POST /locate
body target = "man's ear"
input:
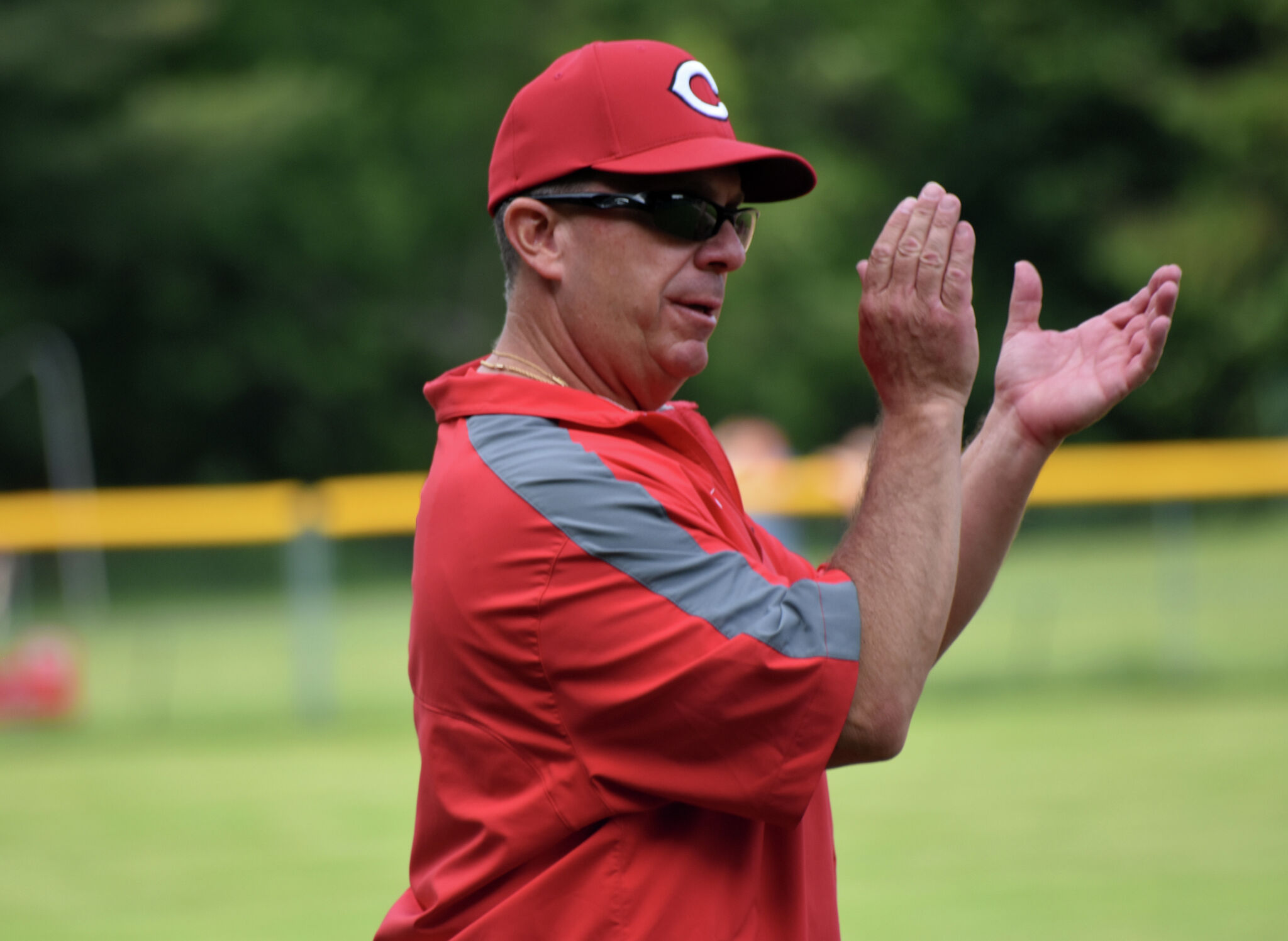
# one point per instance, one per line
(532, 228)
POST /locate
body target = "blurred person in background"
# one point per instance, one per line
(759, 453)
(626, 691)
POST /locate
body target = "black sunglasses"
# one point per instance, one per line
(677, 214)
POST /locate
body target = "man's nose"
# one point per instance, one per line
(723, 251)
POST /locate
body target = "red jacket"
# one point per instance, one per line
(625, 690)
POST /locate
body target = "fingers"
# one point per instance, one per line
(908, 251)
(961, 265)
(1165, 275)
(1163, 285)
(881, 260)
(1152, 341)
(934, 256)
(1026, 299)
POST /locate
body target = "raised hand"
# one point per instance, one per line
(916, 322)
(1058, 383)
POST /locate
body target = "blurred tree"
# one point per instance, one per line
(262, 223)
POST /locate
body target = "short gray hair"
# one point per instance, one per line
(511, 261)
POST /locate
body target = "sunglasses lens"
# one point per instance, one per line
(689, 219)
(745, 226)
(699, 221)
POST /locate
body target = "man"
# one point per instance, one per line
(626, 691)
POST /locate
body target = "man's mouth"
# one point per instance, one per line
(708, 308)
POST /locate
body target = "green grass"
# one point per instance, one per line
(1103, 756)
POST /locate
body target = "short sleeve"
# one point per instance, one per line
(682, 668)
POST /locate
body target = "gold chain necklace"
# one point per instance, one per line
(540, 375)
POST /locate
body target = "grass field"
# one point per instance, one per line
(1103, 756)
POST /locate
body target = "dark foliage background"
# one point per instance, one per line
(263, 224)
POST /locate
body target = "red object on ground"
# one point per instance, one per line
(39, 679)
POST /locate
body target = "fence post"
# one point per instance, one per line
(311, 572)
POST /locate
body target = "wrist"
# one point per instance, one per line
(931, 412)
(1004, 425)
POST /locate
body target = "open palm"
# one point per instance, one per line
(1060, 382)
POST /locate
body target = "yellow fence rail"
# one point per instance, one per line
(386, 504)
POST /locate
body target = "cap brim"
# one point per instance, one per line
(768, 175)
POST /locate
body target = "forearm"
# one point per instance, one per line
(999, 471)
(902, 554)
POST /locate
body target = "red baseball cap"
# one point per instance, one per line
(630, 107)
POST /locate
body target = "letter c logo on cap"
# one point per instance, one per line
(686, 74)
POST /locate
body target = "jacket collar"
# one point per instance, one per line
(464, 392)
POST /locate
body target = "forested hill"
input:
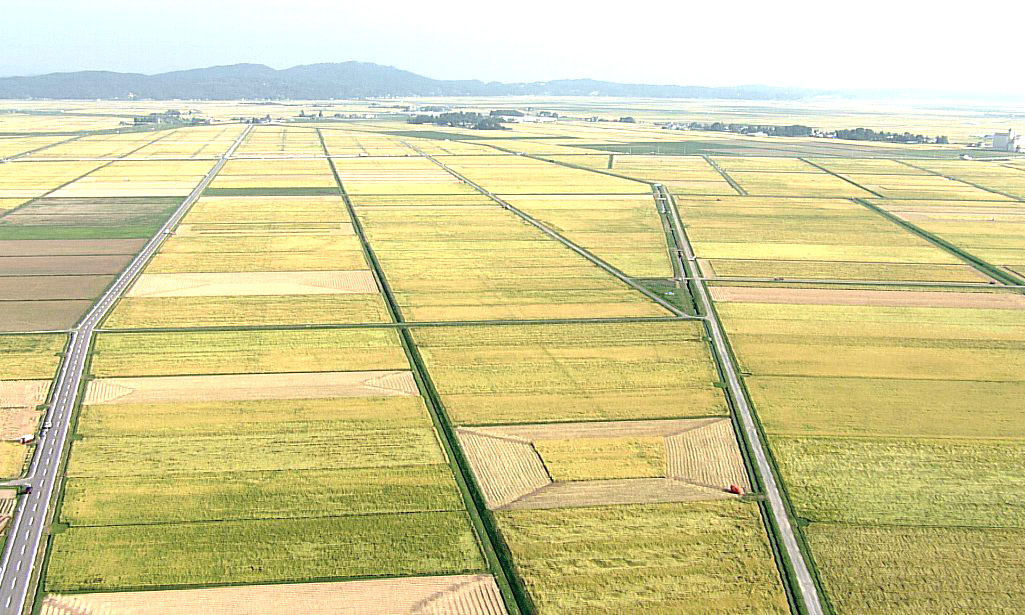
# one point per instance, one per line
(342, 80)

- - -

[Set task] List each line from the rows above that contains the word "fence".

[Solution to the problem]
body target = "fence post"
body target = "yellow fence rail"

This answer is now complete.